**BLOCO DE TEXTO**
O Prof. Doutor Marco Neves fala-nos do seu mais recente livro “História do Português desde o Big Bang”.

“Pensemos no princípio: quando nasceu a nossa língua?
Terá sido quando alguém escreveu o nome «português» para se referir à língua dos Portugueses? Mas quando tal aconteceu, a língua já andava na boca dos falantes, com características muito próprias, havia séculos. Ou terá sido quando apareceram os primeiros textos? Mas para se escrever um texto numa língua, a língua já tem de existir… Talvez quando o latim aqui chegou, sofrendo alterações espicaçadas pelas línguas que já cá se falavam? Mas o latim já sofria alterações antes de cá chegar e continuou simplesmente a mudar, sem grande interrupção e sem que ninguém pensasse que estava a criar uma língua nova. O próprio latim já vinha de antes, doutra língua de que não conhecemos o nome que lhe davam os falantes. Essa outra língua também já vinha de trás, doutra língua que também vinha de outra língua, numa sucessão de falares até ao início da linguagem.

**LINHAS**
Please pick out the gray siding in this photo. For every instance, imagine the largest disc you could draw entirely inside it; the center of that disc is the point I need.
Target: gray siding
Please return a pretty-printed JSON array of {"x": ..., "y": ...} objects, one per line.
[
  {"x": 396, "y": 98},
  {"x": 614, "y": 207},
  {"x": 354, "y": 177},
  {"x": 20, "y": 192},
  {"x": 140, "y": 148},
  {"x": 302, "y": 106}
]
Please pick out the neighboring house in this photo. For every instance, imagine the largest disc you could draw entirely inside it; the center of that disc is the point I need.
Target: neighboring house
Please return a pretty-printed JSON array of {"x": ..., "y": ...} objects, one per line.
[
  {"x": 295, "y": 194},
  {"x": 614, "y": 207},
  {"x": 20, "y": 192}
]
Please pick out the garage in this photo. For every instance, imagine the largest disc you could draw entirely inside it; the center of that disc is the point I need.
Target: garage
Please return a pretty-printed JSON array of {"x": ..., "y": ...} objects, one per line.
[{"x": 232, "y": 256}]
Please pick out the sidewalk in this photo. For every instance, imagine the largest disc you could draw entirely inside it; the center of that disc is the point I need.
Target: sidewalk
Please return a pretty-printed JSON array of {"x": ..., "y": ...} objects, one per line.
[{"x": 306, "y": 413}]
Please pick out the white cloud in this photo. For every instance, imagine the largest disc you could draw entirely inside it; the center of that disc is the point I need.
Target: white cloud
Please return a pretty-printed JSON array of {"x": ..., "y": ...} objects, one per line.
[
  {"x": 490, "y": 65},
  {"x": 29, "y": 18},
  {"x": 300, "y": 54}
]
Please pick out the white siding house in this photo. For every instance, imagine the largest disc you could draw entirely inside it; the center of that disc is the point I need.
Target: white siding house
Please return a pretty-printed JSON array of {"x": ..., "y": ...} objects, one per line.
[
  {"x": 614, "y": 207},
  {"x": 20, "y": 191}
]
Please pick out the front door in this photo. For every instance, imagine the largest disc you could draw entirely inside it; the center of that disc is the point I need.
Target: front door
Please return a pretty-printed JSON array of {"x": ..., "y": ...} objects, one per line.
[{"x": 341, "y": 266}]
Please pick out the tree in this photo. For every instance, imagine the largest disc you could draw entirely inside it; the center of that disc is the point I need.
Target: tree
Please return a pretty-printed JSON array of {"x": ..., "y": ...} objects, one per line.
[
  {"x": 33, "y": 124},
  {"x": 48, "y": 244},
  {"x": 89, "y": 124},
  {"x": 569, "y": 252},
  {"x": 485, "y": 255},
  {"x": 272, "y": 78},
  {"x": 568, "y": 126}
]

**O QUE FAZER**
Transcreva na íntegra o texto acima sobre a origem da língua portuguesa, sem alterar nenhuma palavra nem sinal de pontuação.

**RESPOSTA**
O Prof. Doutor Marco Neves fala-nos do seu mais recente livro “História do Português desde o Big Bang”.

“Pensemos no princípio: quando nasceu a nossa língua?
Terá sido quando alguém escreveu o nome «português» para se referir à língua dos Portugueses? Mas quando tal aconteceu, a língua já andava na boca dos falantes, com características muito próprias, havia séculos. Ou terá sido quando apareceram os primeiros textos? Mas para se escrever um texto numa língua, a língua já tem de existir… Talvez quando o latim aqui chegou, sofrendo alterações espicaçadas pelas línguas que já cá se falavam? Mas o latim já sofria alterações antes de cá chegar e continuou simplesmente a mudar, sem grande interrupção e sem que ninguém pensasse que estava a criar uma língua nova. O próprio latim já vinha de antes, doutra língua de que não conhecemos o nome que lhe davam os falantes. Essa outra língua também já vinha de trás, doutra língua que também vinha de outra língua, numa sucessão de falares até ao início da linguagem.